_Records drawn from a dataset_.
------------------------------------

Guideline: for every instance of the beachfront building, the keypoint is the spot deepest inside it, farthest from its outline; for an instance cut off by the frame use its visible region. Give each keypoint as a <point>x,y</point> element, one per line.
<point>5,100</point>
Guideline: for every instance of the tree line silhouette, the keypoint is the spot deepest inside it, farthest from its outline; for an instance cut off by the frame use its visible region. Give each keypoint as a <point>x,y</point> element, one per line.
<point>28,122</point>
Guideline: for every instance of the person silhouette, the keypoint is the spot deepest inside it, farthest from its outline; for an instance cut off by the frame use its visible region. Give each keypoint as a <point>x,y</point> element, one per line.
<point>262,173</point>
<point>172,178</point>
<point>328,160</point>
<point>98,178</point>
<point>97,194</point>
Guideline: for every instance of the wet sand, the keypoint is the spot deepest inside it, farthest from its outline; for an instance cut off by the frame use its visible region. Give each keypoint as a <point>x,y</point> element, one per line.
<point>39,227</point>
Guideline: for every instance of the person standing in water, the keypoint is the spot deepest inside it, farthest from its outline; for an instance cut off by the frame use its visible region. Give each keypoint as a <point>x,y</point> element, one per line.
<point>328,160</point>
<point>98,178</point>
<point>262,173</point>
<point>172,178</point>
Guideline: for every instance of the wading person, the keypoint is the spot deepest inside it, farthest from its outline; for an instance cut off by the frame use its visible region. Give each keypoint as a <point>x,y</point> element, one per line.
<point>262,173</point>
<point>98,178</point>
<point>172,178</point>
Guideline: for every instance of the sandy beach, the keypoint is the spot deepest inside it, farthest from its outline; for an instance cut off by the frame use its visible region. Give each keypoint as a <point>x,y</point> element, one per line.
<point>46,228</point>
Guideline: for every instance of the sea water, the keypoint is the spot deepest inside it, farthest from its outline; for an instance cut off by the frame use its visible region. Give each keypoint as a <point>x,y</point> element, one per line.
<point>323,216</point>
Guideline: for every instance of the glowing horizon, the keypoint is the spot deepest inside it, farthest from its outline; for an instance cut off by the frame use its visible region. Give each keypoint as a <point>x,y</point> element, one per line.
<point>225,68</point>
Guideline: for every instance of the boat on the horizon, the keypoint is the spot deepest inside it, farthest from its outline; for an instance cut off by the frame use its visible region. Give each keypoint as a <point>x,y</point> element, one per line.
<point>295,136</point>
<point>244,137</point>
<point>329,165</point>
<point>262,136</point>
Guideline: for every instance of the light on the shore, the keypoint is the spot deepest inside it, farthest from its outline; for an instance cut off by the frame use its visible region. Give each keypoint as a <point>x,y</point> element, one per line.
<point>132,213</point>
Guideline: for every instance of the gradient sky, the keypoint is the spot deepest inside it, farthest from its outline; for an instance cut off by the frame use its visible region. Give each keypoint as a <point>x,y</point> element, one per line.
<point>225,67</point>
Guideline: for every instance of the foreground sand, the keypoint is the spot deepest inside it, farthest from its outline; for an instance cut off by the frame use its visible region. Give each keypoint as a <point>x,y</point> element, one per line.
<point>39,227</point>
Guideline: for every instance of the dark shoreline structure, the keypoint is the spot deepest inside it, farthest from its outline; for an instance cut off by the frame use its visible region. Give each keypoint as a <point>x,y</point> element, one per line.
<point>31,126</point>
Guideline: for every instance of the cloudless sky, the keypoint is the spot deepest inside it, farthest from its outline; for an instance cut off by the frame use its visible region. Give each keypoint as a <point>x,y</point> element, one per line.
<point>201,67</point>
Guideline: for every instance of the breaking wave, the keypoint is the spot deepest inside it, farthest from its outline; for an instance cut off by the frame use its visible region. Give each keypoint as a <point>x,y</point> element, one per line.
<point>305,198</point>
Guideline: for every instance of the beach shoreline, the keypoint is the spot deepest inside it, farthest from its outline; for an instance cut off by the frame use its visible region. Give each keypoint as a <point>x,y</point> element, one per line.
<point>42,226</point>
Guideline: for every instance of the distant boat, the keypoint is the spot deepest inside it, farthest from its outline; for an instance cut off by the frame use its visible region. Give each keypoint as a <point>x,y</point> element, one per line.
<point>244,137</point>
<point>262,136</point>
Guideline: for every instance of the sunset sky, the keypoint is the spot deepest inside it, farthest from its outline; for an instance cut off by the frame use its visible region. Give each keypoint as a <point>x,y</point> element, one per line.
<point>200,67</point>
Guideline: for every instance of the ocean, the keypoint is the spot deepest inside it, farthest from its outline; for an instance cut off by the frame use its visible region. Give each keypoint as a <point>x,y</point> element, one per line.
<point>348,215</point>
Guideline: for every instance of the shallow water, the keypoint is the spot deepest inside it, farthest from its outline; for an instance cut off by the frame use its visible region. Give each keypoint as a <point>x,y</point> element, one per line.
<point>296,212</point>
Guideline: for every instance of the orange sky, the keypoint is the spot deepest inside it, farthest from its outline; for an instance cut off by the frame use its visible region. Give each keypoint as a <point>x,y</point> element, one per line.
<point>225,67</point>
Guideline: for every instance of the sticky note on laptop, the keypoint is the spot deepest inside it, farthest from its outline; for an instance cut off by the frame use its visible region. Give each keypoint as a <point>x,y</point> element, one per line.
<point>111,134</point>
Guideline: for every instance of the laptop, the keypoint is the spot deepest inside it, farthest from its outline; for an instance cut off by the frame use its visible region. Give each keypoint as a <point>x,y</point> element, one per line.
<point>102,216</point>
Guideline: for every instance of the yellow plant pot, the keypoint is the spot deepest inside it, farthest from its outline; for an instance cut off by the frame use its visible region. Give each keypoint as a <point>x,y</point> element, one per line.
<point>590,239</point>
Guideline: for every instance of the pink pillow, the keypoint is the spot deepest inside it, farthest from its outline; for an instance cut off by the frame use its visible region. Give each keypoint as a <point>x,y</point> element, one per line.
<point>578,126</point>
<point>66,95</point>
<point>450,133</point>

------------------------------------

_What you need to do_.
Retype all of the data shown above, word for word.

_Solution to the problem_.
Guideline: for every instance of the beachfront building, the keypoint is the spot deepest inside it, farthest from its outline; for an instance cut off by the frame use its visible region. Give each keypoint as a <point>x,y</point> element, one per line.
<point>5,100</point>
Guideline: for every instance of the tree line silhouette, the keypoint is the spot deepest inside it, farthest from its outline; for an instance cut off by the frame use its visible region. Give each keypoint as a <point>x,y</point> element, one per line.
<point>28,122</point>
Guideline: for every instance of the person silhouette, the keypoint is the spot deepest inside it, farthest from its outline; for an instance cut off by the frame use its visible region. Give each keypoint as a <point>x,y</point> element, one per line.
<point>262,173</point>
<point>172,178</point>
<point>328,160</point>
<point>98,178</point>
<point>97,194</point>
Guideline: for every instance of the wet sand, the keypoint is the spot deepest inside it, farthest from its outline; for an instance cut off by the frame use its visible region. Give each keypoint as a <point>x,y</point> element, one per line.
<point>39,227</point>
Guideline: for every instance of the person standing in water, the keypoint is the spot deepest inside it, farthest from its outline; for an instance cut off by the frame use its visible region. Give each keypoint as a <point>x,y</point> element, one per line.
<point>328,160</point>
<point>98,178</point>
<point>262,173</point>
<point>172,178</point>
Guideline: for every instance of the wading person, the keypoint is the spot deepest inside it, farthest from its outline; for an instance cut off by the frame use its visible region. Give each keypoint as a <point>x,y</point> element, one per line.
<point>262,173</point>
<point>98,178</point>
<point>172,178</point>
Guideline: for every instance of the sandy beach, the keypoint is the spot deepest inside it, farthest from its outline; for an instance cut off by the frame use its visible region. Give each keypoint as a <point>x,y</point> element, one per line.
<point>46,228</point>
Guideline: for every instance of the sea water, the keypoint is the spot deepest inside it, farthest from its outline; for an instance cut off by the frame use its visible region. Give each keypoint as a <point>x,y</point> element, one per line.
<point>323,216</point>
Guideline: for every instance of the glowing horizon, the keypoint is the spot deepest inside it, farthest from its outline; for an instance cut off by the frame use its visible region. Give each keypoint as a <point>x,y</point> element, one per line.
<point>225,68</point>
Guideline: for every instance of the boat on the horizon, the keypoint is the spot deepest inside it, farthest from its outline; for an instance cut off by the frame use its visible region. Give each keypoint as a <point>x,y</point> element, one per line.
<point>295,136</point>
<point>244,137</point>
<point>329,165</point>
<point>262,136</point>
Guideline: for every instance of the light on the shore, the keypoint is the spot deepest inside it, farthest from its outline; for an instance cut off by the frame use its visible region. Give each keypoint as a <point>x,y</point> element, one per line.
<point>132,213</point>
Guideline: for every instance of the gradient sky, the keypoint is the spot deepest inside it, farthest from its outline; for an instance cut off by the frame use its visible region. Give each keypoint as a <point>x,y</point> element, one per line.
<point>225,67</point>
Guideline: for every instance of the foreground sand, the keypoint is the spot deepest inside it, farthest from its outline; for an instance cut off by the frame use its visible region. Give each keypoint as a <point>x,y</point> element, one per line.
<point>39,227</point>
Guideline: for every instance of the dark shoreline structure, the keypoint is the spot deepest inside it, farthest from its outline; for an instance cut off by the frame use its visible region. Give each keypoint as a <point>x,y</point> element, one per line.
<point>31,126</point>
Guideline: for every instance of the cloudless sky, the keypoint is the spot deepest inside it, farthest from its outline; for an instance cut off by the frame use its visible region. Give each keypoint as a <point>x,y</point> element, one per line.
<point>201,67</point>
Guideline: for every instance of the breaking wave, the keypoint is the spot deepest inside it, farthest from its outline; for an instance cut off by the frame use its visible region. Give each keypoint as a <point>x,y</point> element, one per line.
<point>305,198</point>
Guideline: for every instance of the beach shoreline, the keypoint is the spot deepest inside it, farthest from its outline; for an instance cut off by the frame use its visible region. Give each keypoint as a <point>x,y</point> element, one per line.
<point>42,226</point>
Guideline: for every instance of the distant boat, the keypoint is the spot deepest inside it, farthest from its outline; for an instance cut off by the frame use its visible region. Give each keypoint as a <point>x,y</point> element, one per line.
<point>244,137</point>
<point>262,136</point>
Guideline: for every instance of the sunset sky, the keypoint is the spot deepest inside it, farthest from its outline; for an instance cut off by the frame use its visible region. Give each keypoint as a <point>x,y</point> element, one per line.
<point>200,67</point>
Guideline: for every instance of the ocean, the keypoint is the spot deepest inside it, farthest from its outline; for an instance cut off by the frame use its visible region. Give each keypoint as a <point>x,y</point> element, one per line.
<point>348,215</point>
Guideline: for every instance of the shallow water, the keypoint is the spot deepest inside it, farthest from its outline; for an instance cut off by the frame use its visible region. Give each keypoint as a <point>x,y</point> element, one per line.
<point>296,212</point>
Guideline: for every instance of the orange sky, the keypoint is the spot deepest inside it, farthest from its outline; for an instance cut off by the frame use its visible region. Give each keypoint as a <point>x,y</point> element, one per line.
<point>225,67</point>
Guideline: for every instance of the sticky note on laptop, the keypoint is the spot deepest inside it, farthest from its outline; for an instance cut off by the frame use its visible region. Give each keypoint as a <point>x,y</point> element, one per line.
<point>111,134</point>
Guideline: for every instance of the laptop, the keypoint is the spot deepest inside it, farthest from its outline; for an instance cut off by the frame use its visible region. Give each keypoint as a <point>x,y</point> element, one per line.
<point>102,216</point>
Guideline: for every instance of the yellow plant pot, the keypoint is the spot deepest inside it, farthest from its outline; for an instance cut off by the frame use its visible region. Give each keypoint as a <point>x,y</point> element, one per line.
<point>590,239</point>
Guideline: for every instance of the pink pillow, the keypoint is the spot deepest inside it, farthest from its outline; for an instance cut off by the frame use its visible region. Give each keypoint as a <point>x,y</point> element, one per line.
<point>578,126</point>
<point>66,95</point>
<point>450,133</point>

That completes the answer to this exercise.